▶ [Exercise requirements] Extract each line from the entries below that has the string "Your" in it.

▶ [Extracted material]
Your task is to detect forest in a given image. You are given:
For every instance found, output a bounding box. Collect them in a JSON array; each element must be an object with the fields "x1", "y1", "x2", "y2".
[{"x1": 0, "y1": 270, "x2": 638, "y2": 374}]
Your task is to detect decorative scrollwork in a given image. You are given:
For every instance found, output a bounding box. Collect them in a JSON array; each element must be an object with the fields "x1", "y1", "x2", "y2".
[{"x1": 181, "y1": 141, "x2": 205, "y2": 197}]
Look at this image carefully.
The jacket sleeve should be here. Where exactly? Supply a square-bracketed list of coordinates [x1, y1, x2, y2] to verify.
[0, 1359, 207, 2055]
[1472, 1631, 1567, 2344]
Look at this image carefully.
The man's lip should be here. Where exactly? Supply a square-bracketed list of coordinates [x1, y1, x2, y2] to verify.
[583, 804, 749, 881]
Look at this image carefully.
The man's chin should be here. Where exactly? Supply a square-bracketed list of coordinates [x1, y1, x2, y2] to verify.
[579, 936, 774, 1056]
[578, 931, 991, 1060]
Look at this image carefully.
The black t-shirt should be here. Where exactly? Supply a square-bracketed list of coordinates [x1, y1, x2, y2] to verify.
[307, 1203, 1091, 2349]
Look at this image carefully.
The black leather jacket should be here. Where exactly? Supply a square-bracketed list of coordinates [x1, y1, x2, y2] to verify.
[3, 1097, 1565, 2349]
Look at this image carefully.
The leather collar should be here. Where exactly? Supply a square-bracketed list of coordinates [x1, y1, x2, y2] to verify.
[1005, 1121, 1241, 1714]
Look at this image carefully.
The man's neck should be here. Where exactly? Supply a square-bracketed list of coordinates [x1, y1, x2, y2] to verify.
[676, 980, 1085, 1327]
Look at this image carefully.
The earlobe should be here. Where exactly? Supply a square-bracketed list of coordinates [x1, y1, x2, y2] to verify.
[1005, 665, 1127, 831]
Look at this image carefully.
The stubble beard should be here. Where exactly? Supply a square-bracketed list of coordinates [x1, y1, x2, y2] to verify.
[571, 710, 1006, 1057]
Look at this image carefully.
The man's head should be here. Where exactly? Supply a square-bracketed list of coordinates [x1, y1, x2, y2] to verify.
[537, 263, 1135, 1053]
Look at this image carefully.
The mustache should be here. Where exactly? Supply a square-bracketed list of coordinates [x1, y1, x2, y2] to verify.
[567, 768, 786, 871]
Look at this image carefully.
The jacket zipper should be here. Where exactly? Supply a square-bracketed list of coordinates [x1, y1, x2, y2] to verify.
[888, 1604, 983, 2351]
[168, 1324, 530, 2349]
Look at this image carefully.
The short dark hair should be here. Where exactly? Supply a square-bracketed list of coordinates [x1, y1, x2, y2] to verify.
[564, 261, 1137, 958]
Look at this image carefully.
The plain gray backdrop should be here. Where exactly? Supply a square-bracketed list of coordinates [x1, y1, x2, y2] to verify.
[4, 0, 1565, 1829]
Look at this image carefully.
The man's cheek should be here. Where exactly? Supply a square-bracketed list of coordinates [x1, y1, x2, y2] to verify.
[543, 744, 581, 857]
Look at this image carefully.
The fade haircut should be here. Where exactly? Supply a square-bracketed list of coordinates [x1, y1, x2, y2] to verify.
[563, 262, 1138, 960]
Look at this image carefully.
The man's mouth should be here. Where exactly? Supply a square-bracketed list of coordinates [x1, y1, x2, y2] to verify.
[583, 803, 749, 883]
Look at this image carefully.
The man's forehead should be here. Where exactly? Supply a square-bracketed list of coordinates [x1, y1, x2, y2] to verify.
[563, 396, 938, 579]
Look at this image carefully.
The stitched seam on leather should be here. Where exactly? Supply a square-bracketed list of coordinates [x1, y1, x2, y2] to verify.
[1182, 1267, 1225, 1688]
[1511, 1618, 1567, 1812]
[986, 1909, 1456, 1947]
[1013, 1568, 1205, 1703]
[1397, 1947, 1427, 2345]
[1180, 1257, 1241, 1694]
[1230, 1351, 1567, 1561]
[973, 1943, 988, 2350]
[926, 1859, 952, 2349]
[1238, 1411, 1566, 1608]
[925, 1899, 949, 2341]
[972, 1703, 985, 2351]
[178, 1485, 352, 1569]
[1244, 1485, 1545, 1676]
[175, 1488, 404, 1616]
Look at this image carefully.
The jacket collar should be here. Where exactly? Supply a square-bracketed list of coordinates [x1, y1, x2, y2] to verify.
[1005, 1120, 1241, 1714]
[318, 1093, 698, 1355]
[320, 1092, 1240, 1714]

▶ [Answer area]
Your task is to detect forest in a given image. You are given:
Your task is to detect decorative scrollwork in a given image. You are given:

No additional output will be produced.